■ Tasks to perform:
[1] Decide whether each statement agrees with the Wagner Group article below. Answer yes or no and quote the deciding words.
(a) Gabidullin said Russia's military in Syria mostly limited itself to air attacks.
(b) Concord Management and Consulting answered a request for comment.
(c) The Russian military's opponents in Syria had anti-aircraft systems.
[2] Please carry on the Wagner Group article below from the point where it stops.

■ Passage given:
* BEGIN *

Wagner Group fighters have been accused by rights groups and the Ukrainian government of committing war crimes in Syria and eastern Ukraine from 2014 onwards. Gabidullin said he had never been involved in such abuses.

DIFFERENT PROPOSITION

Moscow's involvement helped turn the tide of the Syrian war in favour of Assad, but Gabidullin said Russia's military restricted itself mainly to attacks from the air, while relying on Wagner mercenaries and other proxies to do the lion's share of the fighting on the ground.

The Russian military's task was easier too. Its opponents -- Islamic State and other militias -- had no anti-aircraft systems or artillery.

Fighting Ukraine, he said, was a different proposition.

"I've seen enough of them in Syria... (The Russian military) didn't take part in combat directly," he said in an interview in Paris to promote his book, which will be published by French publishing house Michel Lafon this month.

"The military forces .... when it was needed to learn how to fight, did not learn how to fight for real," he said.

Wagner Group is an informal entity, with -- on paper at least -- no offices or staff. The U.S. Treasury Department and the European Union have said the Wagner Group is linked to Russian businessman Yevgeny Prigozhin. Prigozhin has denied any such links.

Concord Management and Consulting, Prigozhin’s main business, did not respond to a request for comment.

* END *

■ Supplied information:
* BEGIN *

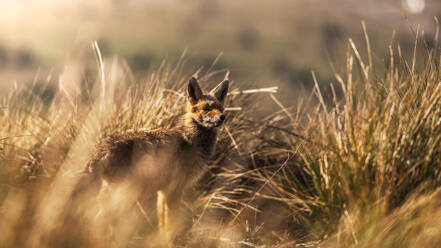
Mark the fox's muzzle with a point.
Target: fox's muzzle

* END *

■ Answer set:
[1]
(a) Yes: "Russia's military restricted itself mainly to attacks from the air"
(b) No: "did not respond to a request for comment"
(c) No: "had no anti-aircraft systems or artillery"

[2]
President Vladimir Putin has said private military contractors have the right to work and pursue their interests anywhere in the world as long as they do not break Russian law. Putin has said the Wagner Group neither represented the Russian state nor was paid by it.

Gabidullin said although he had known the Russian invasion of Ukraine was coming, he did not expect it to be on such a scale.

"I could not even think that Russia will wage a war on Ukraine. How could that be? It's impossible," he said.

He said he also did not believe attacking Ukraine, a sovereign state, was justified.

"Its right to be independent has to be respected. I don’t see in the actions of this state any aggression towards Russia."

"I said: no guys, that’s without me please, you go yourselves. Ukraine for me is a part of the country where I was born and grew up, they are my compatriots," he said.